**THE REQUEST**
Reproduce the data word for word, starting at its very first line and ending with the line that contains "63, 35, 175, 144", including both of those lines.
┌────────
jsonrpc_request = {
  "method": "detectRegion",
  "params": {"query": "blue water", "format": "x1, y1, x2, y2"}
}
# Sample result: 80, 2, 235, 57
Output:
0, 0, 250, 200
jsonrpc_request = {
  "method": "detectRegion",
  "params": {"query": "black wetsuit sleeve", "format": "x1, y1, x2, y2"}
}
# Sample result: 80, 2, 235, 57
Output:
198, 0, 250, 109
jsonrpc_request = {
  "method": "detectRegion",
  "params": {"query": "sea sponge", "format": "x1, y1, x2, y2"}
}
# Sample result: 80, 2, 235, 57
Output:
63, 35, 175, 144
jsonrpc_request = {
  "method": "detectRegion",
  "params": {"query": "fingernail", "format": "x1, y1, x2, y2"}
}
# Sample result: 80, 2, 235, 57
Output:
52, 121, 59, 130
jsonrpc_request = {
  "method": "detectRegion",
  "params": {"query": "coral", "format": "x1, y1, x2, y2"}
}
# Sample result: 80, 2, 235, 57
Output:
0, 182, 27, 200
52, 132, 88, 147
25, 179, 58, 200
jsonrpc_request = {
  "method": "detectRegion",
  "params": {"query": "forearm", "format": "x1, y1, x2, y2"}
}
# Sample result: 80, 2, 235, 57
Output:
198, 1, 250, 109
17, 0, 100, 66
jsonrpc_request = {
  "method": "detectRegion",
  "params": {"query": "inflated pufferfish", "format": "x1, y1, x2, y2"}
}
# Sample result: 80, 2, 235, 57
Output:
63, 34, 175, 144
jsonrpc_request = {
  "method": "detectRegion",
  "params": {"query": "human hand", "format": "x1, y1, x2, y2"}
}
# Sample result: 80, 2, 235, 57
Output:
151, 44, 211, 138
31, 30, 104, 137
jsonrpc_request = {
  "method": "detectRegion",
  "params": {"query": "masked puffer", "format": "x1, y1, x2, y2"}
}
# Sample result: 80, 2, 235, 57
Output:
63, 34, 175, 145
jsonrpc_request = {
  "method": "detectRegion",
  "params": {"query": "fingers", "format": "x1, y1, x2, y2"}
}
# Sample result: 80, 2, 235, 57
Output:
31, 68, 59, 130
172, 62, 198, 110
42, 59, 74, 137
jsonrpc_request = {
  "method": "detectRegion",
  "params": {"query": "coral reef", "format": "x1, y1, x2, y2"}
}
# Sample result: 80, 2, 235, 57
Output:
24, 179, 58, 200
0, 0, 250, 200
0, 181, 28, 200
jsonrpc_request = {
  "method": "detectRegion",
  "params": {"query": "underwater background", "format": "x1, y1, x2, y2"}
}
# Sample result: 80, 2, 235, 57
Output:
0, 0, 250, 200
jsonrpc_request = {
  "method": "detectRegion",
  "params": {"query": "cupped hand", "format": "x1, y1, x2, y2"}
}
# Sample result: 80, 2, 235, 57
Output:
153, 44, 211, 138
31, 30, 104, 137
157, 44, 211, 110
└────────
**WRITTEN REPLY**
jsonrpc_request = {
  "method": "detectRegion",
  "params": {"query": "blue water", "format": "x1, y1, x2, y2"}
}
# Sample result: 80, 2, 235, 57
Output:
0, 0, 250, 200
jsonrpc_request = {
  "method": "detectRegion",
  "params": {"query": "black wetsuit sleeve", "format": "x1, y1, x2, y2"}
}
# Sample result: 80, 2, 235, 57
Output:
198, 0, 250, 109
jsonrpc_request = {
  "method": "detectRegion",
  "params": {"query": "sea sponge", "format": "x1, y1, x2, y2"}
}
# Sample result: 80, 2, 235, 57
Output:
63, 35, 175, 144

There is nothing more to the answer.